§ **JOB ITEM**:
Copy every line of the items below verbatim, from the first line through the line containing "positive clicks: (521, 662)", including both ends.

§ **AVAILABLE DATA**:
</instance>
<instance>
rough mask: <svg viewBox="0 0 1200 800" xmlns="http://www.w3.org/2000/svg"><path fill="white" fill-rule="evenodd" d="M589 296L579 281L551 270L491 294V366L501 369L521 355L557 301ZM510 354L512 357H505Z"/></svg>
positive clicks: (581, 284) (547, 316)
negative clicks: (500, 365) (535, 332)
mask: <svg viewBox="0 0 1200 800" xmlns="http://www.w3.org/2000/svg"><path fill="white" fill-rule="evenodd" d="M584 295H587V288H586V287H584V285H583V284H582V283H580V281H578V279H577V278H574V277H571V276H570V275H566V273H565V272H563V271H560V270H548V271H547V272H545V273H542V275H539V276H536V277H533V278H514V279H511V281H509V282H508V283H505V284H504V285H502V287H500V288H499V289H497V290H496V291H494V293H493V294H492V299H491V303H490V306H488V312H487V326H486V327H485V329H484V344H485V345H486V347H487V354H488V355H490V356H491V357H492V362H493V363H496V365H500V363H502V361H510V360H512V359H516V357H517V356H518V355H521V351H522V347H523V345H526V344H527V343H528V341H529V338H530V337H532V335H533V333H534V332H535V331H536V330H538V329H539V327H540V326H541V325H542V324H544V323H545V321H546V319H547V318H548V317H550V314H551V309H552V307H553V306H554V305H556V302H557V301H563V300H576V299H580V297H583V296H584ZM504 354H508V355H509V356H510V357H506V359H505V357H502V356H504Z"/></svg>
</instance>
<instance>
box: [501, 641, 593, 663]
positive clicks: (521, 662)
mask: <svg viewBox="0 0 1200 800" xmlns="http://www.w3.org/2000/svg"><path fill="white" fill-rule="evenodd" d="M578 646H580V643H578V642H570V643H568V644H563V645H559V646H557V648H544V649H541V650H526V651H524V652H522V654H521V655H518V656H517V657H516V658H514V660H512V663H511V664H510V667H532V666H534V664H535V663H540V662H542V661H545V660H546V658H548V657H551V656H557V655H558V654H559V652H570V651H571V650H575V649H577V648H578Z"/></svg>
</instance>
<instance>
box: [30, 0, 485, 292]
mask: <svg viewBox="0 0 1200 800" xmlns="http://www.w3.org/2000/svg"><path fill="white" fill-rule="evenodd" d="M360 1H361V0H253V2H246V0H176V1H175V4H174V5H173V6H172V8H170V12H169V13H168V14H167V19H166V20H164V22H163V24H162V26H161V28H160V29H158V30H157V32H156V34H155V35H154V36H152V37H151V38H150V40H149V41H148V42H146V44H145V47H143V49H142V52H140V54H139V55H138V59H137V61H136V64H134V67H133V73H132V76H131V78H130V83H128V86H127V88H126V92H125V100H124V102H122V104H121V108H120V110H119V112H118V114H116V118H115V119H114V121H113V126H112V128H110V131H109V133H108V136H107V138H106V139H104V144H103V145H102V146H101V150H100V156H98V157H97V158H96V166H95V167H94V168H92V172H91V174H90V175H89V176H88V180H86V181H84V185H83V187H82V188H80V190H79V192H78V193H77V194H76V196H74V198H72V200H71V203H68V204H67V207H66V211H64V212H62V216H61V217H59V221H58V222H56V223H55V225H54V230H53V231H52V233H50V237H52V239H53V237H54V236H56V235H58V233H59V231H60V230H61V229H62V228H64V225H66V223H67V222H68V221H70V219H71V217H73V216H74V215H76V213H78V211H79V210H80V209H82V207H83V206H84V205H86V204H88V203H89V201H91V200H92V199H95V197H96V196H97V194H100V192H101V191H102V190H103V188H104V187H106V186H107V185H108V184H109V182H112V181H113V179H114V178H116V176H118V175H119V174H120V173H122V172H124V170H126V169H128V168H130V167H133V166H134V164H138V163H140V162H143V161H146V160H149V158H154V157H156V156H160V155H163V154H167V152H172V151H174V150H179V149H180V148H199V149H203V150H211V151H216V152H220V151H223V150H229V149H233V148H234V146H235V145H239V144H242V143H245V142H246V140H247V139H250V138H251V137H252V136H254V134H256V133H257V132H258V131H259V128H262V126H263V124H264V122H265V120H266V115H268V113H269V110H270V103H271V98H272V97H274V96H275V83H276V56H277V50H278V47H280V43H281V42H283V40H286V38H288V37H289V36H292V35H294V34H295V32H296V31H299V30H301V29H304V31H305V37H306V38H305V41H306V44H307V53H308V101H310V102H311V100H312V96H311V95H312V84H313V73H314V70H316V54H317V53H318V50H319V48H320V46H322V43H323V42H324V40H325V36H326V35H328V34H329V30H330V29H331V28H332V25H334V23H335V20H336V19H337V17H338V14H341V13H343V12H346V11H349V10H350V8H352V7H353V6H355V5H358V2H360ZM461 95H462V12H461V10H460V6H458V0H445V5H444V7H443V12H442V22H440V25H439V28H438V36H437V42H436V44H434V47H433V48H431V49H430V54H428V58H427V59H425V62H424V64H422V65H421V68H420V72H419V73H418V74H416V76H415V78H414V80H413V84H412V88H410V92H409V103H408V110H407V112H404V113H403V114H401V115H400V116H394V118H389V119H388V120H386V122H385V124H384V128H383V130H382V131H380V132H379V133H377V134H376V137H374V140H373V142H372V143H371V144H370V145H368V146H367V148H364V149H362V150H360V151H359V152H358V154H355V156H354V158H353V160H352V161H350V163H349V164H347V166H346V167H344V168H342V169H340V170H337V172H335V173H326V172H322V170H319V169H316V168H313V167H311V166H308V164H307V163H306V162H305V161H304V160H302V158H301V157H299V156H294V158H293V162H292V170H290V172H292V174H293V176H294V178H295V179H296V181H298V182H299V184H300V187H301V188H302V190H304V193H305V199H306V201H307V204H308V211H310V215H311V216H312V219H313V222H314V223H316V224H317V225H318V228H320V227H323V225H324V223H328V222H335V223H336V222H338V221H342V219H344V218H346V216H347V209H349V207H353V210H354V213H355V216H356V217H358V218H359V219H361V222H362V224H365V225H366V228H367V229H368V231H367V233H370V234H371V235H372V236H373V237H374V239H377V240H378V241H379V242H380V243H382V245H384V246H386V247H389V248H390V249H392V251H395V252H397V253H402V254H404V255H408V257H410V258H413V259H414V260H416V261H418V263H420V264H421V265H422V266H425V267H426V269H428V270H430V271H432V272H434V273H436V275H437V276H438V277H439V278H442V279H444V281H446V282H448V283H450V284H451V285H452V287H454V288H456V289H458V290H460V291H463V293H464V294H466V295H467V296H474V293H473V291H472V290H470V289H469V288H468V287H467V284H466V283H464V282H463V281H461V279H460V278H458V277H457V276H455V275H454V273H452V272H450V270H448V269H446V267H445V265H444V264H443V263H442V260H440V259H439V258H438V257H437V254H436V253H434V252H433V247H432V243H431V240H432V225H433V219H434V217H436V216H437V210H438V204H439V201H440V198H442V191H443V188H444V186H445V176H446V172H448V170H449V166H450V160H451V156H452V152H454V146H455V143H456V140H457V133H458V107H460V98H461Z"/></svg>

§ **TASK RESULT**:
</instance>
<instance>
rough mask: <svg viewBox="0 0 1200 800" xmlns="http://www.w3.org/2000/svg"><path fill="white" fill-rule="evenodd" d="M589 296L579 281L551 270L491 294V366L501 369L521 355L557 301ZM510 354L512 357H505Z"/></svg>
positive clicks: (581, 284) (547, 316)
negative clicks: (500, 365) (535, 332)
mask: <svg viewBox="0 0 1200 800" xmlns="http://www.w3.org/2000/svg"><path fill="white" fill-rule="evenodd" d="M584 295H587V288H586V287H584V285H583V284H582V283H580V281H578V279H577V278H574V277H571V276H570V275H566V273H565V272H563V271H560V270H548V271H547V272H545V273H542V275H539V276H536V277H533V278H514V279H511V281H509V282H508V283H505V284H504V285H502V287H500V288H499V289H497V290H496V291H494V293H493V294H492V299H491V303H490V306H488V312H487V326H486V327H485V329H484V344H485V345H486V347H487V354H488V355H490V356H491V357H492V362H493V363H496V365H500V363H502V361H510V360H512V359H516V357H517V356H518V355H521V351H522V347H523V345H526V344H527V343H528V341H529V338H530V337H532V335H533V333H534V332H535V331H536V330H538V329H539V327H540V326H541V325H542V324H544V323H545V321H546V319H547V318H548V317H550V314H551V309H552V307H553V306H554V305H556V302H557V301H563V300H576V299H580V297H583V296H584ZM504 354H508V355H509V356H510V357H506V359H505V357H502V356H504Z"/></svg>
</instance>
<instance>
box: [501, 641, 593, 663]
positive clicks: (521, 662)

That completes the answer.